** Begin INFORMATION SUPPLIED **

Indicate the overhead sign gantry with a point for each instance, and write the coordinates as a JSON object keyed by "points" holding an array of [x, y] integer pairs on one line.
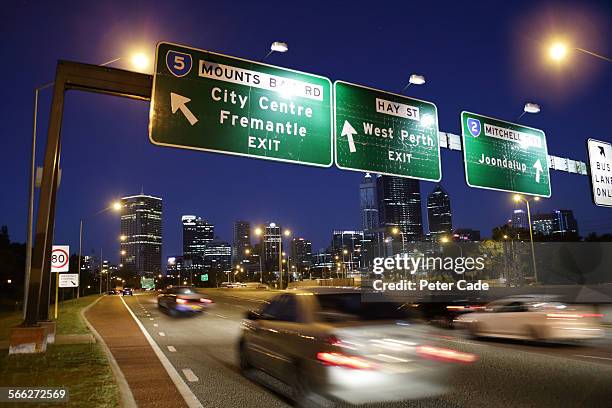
{"points": [[504, 156], [207, 101]]}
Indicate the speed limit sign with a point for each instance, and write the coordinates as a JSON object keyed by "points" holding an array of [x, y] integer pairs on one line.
{"points": [[60, 258]]}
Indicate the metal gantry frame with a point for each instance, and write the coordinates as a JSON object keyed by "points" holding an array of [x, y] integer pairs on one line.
{"points": [[69, 76], [113, 81]]}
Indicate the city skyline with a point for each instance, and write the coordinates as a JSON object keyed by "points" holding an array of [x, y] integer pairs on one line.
{"points": [[117, 156]]}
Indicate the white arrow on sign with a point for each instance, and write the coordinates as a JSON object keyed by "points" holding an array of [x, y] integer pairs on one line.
{"points": [[538, 167], [179, 102], [349, 131]]}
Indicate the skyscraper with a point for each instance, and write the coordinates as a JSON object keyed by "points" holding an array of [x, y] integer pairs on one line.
{"points": [[218, 256], [559, 223], [242, 241], [519, 219], [347, 246], [399, 205], [301, 254], [196, 234], [141, 224], [368, 203], [439, 212], [271, 245]]}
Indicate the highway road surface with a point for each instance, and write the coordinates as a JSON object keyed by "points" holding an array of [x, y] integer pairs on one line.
{"points": [[203, 349]]}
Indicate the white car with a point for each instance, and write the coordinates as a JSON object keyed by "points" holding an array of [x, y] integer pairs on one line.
{"points": [[533, 318]]}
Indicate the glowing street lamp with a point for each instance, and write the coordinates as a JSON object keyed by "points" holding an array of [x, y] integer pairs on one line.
{"points": [[559, 51], [414, 79], [277, 46]]}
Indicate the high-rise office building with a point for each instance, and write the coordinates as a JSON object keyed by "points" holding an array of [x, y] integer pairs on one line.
{"points": [[196, 234], [141, 224], [399, 205], [368, 203], [466, 234], [242, 242], [559, 223], [218, 256], [439, 214], [301, 254], [519, 219], [271, 244]]}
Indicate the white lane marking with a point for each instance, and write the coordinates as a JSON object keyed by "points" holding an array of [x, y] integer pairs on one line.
{"points": [[599, 358], [190, 399], [191, 377]]}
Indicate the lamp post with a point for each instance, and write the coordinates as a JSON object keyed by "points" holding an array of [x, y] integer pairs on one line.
{"points": [[447, 240], [415, 79], [259, 232], [286, 233], [518, 198], [396, 231], [277, 46]]}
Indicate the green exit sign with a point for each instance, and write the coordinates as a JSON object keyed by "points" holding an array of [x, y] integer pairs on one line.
{"points": [[504, 156], [217, 103], [385, 133]]}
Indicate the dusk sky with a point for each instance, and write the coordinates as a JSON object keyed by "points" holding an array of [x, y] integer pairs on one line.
{"points": [[484, 57]]}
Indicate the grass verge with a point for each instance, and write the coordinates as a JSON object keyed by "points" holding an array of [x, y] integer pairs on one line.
{"points": [[82, 368]]}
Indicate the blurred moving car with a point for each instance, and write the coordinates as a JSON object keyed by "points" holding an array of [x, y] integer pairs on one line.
{"points": [[233, 285], [182, 299], [328, 345], [531, 318], [127, 291]]}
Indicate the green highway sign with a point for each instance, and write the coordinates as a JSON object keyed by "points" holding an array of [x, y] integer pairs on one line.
{"points": [[212, 102], [504, 156], [385, 133]]}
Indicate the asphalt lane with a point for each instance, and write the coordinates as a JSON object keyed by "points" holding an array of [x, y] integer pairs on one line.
{"points": [[203, 349]]}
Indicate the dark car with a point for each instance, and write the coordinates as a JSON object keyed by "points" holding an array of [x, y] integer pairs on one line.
{"points": [[328, 345], [182, 299], [127, 291]]}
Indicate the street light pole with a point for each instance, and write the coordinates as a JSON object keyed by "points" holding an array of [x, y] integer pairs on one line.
{"points": [[80, 254], [518, 198], [535, 271]]}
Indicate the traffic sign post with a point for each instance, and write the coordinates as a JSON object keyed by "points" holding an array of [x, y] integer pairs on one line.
{"points": [[60, 262], [60, 258], [385, 133], [68, 280], [213, 102], [504, 156], [600, 160]]}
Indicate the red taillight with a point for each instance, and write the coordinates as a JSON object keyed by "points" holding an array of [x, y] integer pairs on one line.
{"points": [[443, 354], [572, 315], [342, 360]]}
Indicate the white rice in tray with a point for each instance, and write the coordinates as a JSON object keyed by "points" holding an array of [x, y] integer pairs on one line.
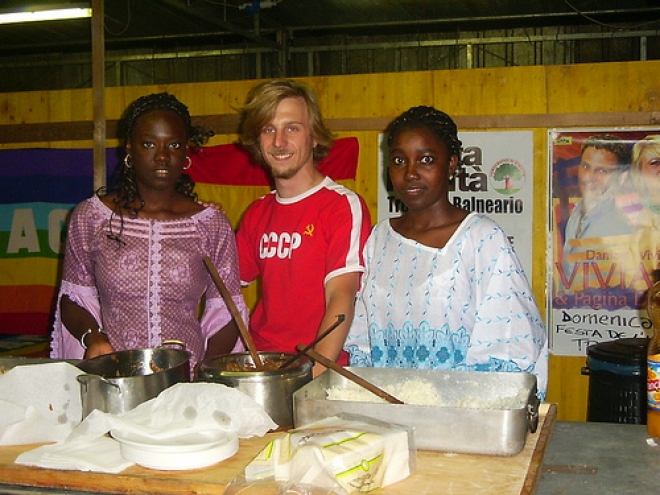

** End INFORMATION SUPPLIED **

- [WORK REQUIRED]: Count the lines in the listing that contain the string "lamp", and reply with the number alone.

- [COMPLETED TASK]: 2